### Required action
Your result will be the set of lines with "Where", copied from the material below.

### Dataset records
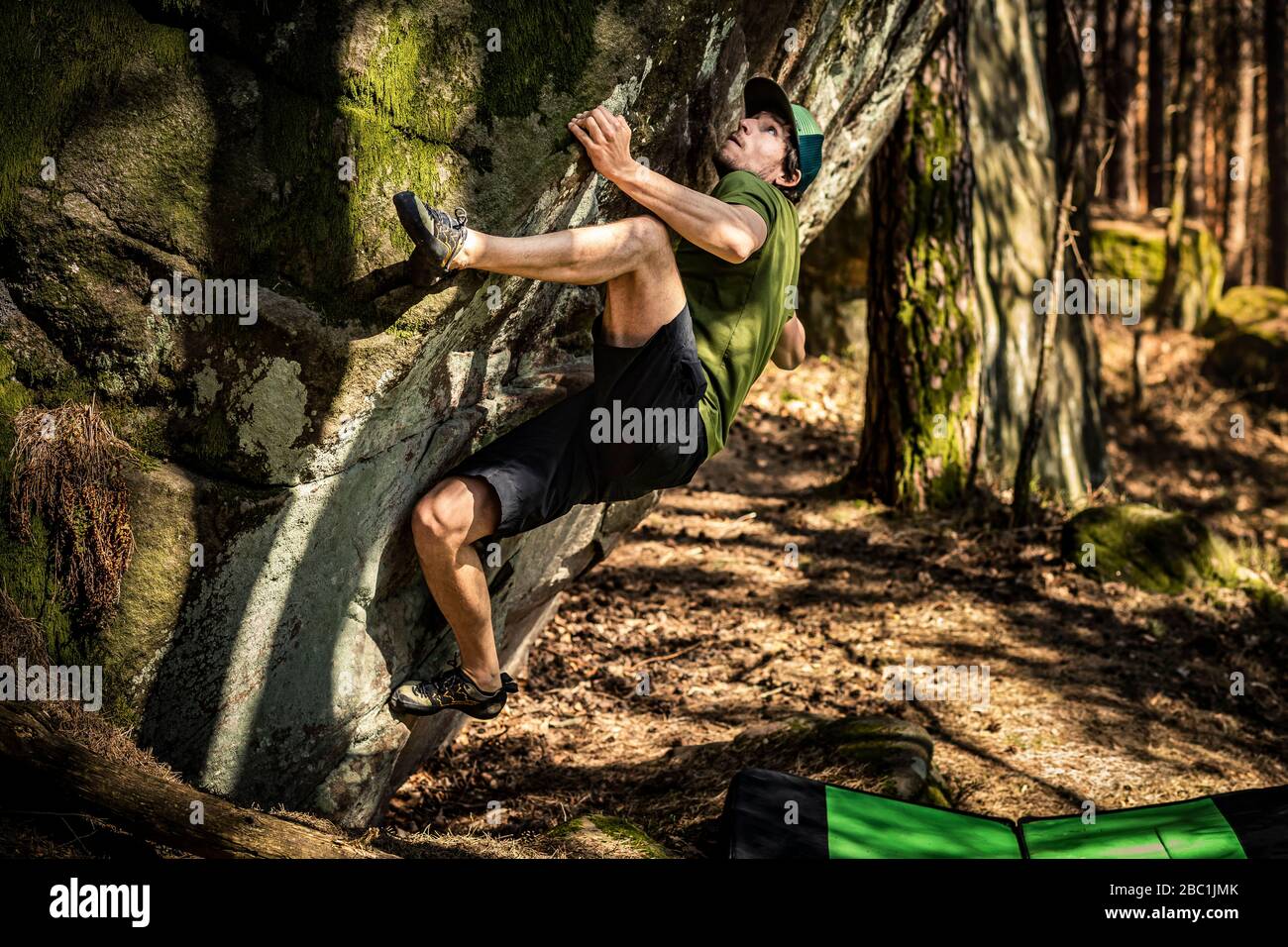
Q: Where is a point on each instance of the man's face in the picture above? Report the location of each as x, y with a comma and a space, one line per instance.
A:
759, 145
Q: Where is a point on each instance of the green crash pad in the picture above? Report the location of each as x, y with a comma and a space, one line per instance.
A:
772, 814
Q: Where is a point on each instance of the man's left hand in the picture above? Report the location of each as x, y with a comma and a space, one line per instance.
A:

### Result of this task
Q: Where is a point on each instance of the man's face in the picture above? Report the location of each as x, y with a comma and a space, one line per instance.
Q: Where is a point on each instance of the green crash pad in the picture above? Report the location of each as x, y with a comma and a space, one line per instance.
Q: Where is a point on each instance of the man's left hand in the picture above? Report the location of each as x, y with a comma and a space, one line per instance.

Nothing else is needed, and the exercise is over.